Data for this exercise >>
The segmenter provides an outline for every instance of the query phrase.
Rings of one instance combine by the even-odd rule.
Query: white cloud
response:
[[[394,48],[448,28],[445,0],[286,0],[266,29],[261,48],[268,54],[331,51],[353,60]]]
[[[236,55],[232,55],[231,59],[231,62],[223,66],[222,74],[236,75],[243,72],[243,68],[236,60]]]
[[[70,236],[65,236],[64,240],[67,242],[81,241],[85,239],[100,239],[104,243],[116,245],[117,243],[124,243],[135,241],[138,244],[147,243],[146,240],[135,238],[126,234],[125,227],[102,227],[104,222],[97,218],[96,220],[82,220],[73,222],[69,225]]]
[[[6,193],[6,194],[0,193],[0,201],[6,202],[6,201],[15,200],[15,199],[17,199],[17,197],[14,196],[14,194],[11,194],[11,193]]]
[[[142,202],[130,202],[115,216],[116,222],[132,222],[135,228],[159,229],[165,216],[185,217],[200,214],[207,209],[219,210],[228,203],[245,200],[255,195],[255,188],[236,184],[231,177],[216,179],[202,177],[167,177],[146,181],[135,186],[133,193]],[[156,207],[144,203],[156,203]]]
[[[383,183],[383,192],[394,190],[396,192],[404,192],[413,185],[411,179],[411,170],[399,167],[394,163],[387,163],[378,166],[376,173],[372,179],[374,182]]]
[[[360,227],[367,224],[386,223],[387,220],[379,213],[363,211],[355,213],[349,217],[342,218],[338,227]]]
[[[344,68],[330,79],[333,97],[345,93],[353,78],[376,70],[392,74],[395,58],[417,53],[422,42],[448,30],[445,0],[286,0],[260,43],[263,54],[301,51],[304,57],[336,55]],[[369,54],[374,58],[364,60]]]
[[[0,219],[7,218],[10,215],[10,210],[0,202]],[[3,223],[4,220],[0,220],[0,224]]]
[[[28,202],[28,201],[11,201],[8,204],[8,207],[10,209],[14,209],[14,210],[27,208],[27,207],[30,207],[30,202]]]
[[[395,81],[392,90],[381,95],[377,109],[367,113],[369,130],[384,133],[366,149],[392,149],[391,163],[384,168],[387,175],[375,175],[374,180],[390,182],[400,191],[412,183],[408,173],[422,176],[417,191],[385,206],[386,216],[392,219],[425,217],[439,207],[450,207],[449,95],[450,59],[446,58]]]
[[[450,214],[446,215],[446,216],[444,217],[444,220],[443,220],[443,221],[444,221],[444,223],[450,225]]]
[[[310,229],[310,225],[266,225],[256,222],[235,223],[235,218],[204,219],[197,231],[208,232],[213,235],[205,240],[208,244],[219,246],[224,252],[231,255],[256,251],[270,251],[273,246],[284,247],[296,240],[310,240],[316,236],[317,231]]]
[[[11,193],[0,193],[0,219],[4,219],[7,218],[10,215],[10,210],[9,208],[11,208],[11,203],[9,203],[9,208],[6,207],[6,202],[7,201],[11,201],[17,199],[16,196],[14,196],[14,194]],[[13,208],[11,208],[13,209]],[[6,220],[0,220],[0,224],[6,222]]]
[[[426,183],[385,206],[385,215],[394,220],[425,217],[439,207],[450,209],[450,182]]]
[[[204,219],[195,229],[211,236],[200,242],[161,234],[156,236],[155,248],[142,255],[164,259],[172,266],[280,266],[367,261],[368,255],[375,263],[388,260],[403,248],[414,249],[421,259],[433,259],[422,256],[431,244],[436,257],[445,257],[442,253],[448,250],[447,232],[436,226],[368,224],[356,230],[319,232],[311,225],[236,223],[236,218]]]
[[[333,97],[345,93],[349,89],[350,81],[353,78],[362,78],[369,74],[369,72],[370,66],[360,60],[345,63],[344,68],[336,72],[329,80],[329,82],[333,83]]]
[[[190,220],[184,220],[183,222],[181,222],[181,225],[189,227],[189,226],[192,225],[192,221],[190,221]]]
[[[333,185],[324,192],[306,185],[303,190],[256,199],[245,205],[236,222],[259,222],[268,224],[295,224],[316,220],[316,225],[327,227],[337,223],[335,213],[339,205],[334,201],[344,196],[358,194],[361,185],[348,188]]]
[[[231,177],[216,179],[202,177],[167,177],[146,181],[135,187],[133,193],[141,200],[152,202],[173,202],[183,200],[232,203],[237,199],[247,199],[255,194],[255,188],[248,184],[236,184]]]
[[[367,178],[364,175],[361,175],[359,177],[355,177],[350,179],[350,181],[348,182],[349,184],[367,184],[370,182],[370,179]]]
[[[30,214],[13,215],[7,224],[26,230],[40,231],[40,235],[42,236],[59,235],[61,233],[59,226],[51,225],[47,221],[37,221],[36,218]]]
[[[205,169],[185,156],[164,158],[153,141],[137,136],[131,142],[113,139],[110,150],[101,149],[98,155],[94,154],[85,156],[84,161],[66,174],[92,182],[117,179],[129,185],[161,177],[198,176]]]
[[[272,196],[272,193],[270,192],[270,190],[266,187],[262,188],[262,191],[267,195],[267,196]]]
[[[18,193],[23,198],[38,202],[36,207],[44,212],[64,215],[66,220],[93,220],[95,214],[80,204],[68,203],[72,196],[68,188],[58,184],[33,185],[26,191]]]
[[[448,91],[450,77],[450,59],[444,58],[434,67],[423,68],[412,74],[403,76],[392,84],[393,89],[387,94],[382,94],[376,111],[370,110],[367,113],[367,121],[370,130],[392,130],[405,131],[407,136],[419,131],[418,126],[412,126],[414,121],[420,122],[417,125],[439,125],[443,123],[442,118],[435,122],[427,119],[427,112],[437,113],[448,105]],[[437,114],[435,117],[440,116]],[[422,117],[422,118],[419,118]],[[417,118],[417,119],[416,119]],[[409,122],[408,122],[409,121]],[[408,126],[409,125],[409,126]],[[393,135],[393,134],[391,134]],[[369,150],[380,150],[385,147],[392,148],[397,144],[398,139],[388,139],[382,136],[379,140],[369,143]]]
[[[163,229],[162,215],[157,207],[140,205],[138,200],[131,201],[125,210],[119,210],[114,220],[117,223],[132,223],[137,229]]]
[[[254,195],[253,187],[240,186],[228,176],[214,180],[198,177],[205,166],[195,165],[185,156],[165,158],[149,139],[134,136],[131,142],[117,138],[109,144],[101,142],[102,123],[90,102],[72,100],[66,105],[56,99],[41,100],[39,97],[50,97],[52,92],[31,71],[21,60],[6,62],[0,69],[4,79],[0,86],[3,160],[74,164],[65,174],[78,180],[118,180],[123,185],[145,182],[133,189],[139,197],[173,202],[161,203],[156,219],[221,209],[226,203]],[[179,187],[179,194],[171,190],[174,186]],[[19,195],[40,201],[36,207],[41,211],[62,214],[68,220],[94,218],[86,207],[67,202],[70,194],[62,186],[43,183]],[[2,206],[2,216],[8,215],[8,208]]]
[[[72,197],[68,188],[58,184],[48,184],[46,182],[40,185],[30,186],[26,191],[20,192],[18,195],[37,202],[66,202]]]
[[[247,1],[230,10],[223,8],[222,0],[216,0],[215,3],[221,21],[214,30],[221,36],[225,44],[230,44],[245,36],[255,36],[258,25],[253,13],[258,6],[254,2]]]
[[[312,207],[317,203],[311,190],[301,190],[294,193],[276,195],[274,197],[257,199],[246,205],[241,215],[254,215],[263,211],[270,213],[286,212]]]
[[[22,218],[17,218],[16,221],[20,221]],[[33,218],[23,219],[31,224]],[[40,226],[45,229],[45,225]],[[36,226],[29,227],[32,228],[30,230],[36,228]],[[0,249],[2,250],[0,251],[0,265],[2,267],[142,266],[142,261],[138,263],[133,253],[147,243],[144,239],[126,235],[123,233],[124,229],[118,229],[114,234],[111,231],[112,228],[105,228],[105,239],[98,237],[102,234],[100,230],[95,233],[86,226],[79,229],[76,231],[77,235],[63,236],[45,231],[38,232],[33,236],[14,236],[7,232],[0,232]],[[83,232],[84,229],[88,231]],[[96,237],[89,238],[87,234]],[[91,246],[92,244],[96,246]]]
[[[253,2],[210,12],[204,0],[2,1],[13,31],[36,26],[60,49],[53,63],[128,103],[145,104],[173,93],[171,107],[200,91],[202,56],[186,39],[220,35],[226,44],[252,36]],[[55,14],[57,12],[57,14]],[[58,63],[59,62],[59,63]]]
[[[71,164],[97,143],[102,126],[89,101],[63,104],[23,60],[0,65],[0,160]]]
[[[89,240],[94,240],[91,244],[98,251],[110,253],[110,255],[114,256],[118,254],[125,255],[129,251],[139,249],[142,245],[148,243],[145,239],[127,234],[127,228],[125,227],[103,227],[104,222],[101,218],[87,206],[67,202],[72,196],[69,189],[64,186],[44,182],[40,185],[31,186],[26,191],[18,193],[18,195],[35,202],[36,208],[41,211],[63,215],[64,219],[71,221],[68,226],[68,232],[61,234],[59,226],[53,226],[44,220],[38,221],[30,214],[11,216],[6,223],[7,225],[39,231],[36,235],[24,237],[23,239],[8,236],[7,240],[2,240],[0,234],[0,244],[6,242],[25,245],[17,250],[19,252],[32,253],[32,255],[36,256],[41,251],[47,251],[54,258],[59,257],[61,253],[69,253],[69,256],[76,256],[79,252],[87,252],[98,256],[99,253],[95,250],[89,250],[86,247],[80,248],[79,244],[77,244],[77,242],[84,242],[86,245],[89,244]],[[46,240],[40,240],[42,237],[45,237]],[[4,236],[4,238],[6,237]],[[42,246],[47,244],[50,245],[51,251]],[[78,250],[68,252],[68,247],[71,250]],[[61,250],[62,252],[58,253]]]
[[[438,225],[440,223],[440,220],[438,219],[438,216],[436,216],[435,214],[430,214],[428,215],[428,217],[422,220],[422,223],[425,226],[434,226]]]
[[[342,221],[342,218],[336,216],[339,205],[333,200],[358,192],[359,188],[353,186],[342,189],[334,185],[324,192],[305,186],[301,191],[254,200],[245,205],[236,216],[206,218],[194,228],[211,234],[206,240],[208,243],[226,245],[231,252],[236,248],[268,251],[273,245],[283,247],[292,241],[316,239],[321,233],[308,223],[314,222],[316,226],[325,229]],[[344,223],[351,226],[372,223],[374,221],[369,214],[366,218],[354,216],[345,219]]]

What you need to do >> Copy out every line from the data above in which the word "instance" occurs.

Exercise answer >>
The segmenter provides an outline for every instance of the query phrase.
Rings of one instance combine by the even-odd rule.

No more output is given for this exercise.